BRIEF => Extend the announcement of the screening of Bruno Latour's lecture, continuing from its final sentence about »the terrestrial« and the Critical Zone.

READING PASSAGE =>
-- start --
Down to Earth- Anthropocene Lecture
A Portrait of Bruno Latour.
A screening of Bruno Latour‘s »Anthropocene Lecture«
Sat, 23.05.2020, 6 pm

In this lecture Bruno Latour looks at the geopolitical conditions in the present and the distant past which have and have had the greatest influence on complex political and social phenomena worldwide. At the center of these events is climate change and this raises the question of how we can regain terra firma under our feet in the present situation.

To find orientation in the landscape of the new climate regime is what Bruno Latour discusses in his »Anthropocene Lecture«, which the French philosopher of science and sociologist held in 2018 at the Haus der Kulturen der Welt. A new epoch demands new terminology as the world is comprehended through language. Thus Latour proposes the term »the terrestrial« to describe and render linguistically graspable the thin layer on the Earth’s surface, the Critical Zone, in which life and development within the Earth can be observed.
-- end --
STORED RECORDS =>
-- start --
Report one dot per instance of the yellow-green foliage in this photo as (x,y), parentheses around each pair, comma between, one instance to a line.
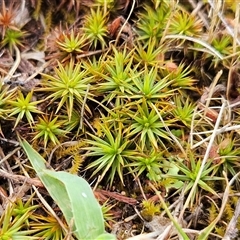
(149,209)
(74,150)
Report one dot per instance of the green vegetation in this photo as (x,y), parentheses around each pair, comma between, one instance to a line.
(134,104)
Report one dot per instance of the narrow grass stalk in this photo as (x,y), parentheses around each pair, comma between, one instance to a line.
(204,159)
(196,40)
(175,223)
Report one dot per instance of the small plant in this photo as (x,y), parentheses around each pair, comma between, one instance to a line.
(185,24)
(71,42)
(69,85)
(150,209)
(149,162)
(48,129)
(47,227)
(80,206)
(13,38)
(183,110)
(111,150)
(118,76)
(15,227)
(5,96)
(148,55)
(223,44)
(147,127)
(188,172)
(180,78)
(24,107)
(149,87)
(95,28)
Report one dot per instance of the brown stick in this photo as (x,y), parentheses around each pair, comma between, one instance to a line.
(18,178)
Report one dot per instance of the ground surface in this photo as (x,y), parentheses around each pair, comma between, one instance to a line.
(140,98)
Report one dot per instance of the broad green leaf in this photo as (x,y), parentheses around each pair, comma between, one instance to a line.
(73,195)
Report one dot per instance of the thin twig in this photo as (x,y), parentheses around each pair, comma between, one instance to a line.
(196,40)
(83,106)
(15,65)
(123,26)
(204,160)
(232,230)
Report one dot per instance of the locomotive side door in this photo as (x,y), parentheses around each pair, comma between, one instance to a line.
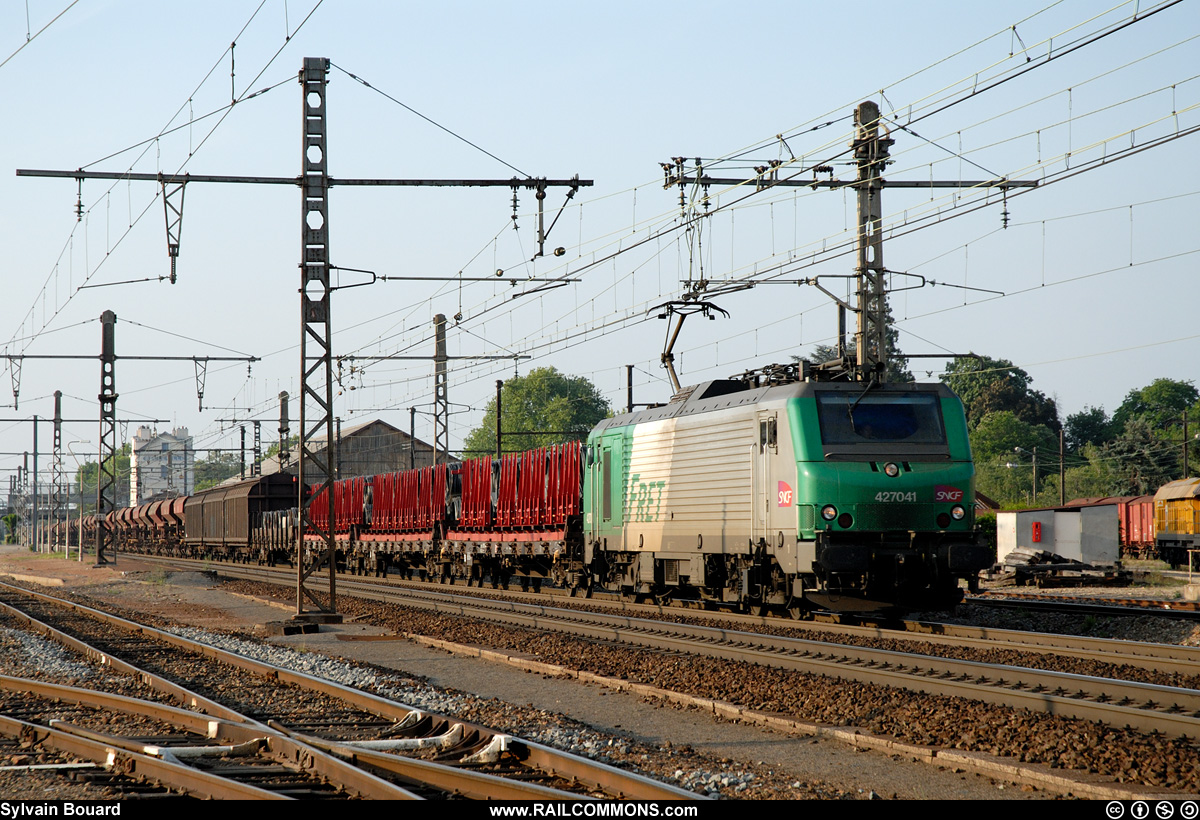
-- end --
FINAL ANSWER =>
»I have no name for it. I don’t want to call it the Earth too fast, I don’t want to call it nature too fast. […] I call it the terrestrial. The terrestrial is a sort of new entity which is claiming to have attention. And we don’t know how to do it because we are still in the old modernizing factor so to speak […]. And the difficulty of every politics of the climate […], every question around how come that we don’t have the articulated efficient politics to deal with the climate is we don’t know how to orient ourselves to […] the terrestrial.«

Focusing specifically on critical zones, Latour looked around and drew on the work of scientists Lynn Margulis and James Lovelock, amongst others, for his own theory. Margulis and Lovelock developed the Gaia Hypothesis in the mid-1970s, which proposes that the Earth is a synergistic and self-regulating system. Bruno Latour takes up this idea and expands it:

»[A] very simple argument is that nothing what happens in this room in terms of the chemical atmosphere is understandable without life having produced it. So life is not in an environment, life is producing its own environment, and life is what has actually made this environment possible.«

Lecture held on 4 May 2018 within the framework of the “Anthropocene Lectures” series at the Haus der Kulturen der Welt, film: Dusan Solomun

The lecture will be conducted in English without subtitles.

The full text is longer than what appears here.